## [Exercise]
Tally the lines of the material below that contain the string "tomato", matching case exactly. Give only the number.

────────────────────────────────────────

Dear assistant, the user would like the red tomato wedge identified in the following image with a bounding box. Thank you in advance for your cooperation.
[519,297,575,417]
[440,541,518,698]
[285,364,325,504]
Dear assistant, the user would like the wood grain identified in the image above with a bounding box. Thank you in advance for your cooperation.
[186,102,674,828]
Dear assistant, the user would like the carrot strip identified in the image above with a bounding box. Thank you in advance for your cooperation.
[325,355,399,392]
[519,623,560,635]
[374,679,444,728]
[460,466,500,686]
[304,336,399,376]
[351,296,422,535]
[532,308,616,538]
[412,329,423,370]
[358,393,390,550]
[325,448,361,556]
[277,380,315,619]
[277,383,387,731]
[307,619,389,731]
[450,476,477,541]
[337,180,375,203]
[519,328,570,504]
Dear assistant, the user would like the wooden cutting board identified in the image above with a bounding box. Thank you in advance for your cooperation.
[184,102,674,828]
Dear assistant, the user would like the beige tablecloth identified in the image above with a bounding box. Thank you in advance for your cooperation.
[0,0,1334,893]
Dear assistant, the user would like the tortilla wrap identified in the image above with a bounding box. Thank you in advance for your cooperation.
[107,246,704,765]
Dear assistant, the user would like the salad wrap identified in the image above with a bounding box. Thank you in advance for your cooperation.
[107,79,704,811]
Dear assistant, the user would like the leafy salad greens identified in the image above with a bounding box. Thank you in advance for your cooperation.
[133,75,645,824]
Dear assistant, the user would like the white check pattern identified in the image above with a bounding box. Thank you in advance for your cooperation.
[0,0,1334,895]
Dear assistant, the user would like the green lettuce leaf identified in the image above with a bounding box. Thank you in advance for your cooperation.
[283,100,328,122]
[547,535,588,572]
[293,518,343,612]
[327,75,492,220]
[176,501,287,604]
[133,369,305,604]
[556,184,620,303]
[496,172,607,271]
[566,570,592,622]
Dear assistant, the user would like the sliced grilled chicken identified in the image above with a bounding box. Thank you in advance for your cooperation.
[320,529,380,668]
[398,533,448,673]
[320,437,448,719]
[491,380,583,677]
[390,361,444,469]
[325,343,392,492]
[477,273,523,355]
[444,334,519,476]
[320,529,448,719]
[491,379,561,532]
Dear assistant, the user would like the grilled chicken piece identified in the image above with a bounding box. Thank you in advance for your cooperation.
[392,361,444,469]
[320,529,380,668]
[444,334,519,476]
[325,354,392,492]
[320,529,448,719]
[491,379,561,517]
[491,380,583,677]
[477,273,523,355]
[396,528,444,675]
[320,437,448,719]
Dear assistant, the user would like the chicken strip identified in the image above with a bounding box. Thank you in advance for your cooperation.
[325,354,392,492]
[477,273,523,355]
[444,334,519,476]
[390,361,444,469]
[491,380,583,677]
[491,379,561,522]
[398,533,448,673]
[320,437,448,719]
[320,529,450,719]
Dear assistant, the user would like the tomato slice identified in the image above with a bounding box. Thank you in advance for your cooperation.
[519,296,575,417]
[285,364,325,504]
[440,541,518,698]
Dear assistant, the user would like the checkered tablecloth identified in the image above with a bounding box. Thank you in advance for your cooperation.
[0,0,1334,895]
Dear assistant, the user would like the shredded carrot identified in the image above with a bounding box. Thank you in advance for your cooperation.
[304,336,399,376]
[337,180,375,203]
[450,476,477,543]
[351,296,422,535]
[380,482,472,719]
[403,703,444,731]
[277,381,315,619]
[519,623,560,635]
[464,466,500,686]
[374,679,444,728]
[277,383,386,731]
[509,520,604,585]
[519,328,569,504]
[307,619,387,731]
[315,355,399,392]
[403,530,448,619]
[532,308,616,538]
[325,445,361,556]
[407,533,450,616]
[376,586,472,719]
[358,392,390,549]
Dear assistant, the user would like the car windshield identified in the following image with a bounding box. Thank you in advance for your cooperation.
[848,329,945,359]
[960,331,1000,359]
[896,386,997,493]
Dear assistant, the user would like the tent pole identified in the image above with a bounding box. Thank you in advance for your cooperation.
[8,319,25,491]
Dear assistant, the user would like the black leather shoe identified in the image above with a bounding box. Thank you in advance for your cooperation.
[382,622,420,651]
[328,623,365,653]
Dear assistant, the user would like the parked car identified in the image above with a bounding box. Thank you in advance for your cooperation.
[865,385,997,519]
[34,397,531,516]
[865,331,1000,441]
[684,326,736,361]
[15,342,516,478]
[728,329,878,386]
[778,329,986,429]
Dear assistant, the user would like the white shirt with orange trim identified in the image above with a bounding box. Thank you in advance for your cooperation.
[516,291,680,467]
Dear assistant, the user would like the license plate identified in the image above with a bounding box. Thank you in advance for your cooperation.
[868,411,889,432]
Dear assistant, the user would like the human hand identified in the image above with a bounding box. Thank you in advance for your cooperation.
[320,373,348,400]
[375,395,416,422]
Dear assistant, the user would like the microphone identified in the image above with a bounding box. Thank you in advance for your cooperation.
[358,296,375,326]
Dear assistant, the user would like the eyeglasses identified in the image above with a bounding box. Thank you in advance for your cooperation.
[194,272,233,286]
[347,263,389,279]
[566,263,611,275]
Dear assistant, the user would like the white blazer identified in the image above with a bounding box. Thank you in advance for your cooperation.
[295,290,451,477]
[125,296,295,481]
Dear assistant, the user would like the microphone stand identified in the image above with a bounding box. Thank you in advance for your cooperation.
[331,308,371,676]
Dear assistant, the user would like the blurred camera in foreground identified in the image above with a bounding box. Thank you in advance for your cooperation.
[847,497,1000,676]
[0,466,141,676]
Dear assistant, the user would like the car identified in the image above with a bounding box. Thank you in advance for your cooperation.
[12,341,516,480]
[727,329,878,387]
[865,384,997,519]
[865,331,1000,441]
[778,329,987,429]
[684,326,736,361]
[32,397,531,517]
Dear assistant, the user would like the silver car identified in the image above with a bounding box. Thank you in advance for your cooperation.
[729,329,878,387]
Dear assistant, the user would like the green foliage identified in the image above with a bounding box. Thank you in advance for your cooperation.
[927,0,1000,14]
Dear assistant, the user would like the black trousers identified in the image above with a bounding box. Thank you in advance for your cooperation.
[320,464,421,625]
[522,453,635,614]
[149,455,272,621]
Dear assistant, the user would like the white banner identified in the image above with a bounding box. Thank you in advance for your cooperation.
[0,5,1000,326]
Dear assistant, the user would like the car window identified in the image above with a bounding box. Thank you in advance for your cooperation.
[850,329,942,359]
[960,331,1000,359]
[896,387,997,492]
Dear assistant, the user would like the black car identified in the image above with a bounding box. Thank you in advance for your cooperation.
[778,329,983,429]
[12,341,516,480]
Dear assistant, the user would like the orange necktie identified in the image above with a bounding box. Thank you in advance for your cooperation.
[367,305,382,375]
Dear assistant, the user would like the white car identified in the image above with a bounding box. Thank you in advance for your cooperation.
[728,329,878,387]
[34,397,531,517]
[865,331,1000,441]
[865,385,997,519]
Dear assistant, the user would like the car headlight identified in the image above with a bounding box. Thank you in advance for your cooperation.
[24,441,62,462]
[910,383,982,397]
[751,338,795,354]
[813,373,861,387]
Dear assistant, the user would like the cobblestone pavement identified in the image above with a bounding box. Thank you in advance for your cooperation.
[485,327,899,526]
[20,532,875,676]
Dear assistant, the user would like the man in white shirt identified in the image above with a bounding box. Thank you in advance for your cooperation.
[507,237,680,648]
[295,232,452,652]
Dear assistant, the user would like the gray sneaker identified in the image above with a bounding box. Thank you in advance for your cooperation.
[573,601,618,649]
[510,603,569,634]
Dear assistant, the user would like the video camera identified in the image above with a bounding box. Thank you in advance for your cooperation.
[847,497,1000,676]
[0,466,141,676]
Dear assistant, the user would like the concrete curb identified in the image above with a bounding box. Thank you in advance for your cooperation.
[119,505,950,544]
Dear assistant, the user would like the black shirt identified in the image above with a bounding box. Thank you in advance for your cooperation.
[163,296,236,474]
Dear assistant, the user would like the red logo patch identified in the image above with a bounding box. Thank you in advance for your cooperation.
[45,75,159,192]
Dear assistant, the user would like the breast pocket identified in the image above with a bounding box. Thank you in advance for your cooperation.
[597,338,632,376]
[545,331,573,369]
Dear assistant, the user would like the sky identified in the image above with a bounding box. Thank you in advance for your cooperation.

────────────────────────────────────────

## [Task result]
2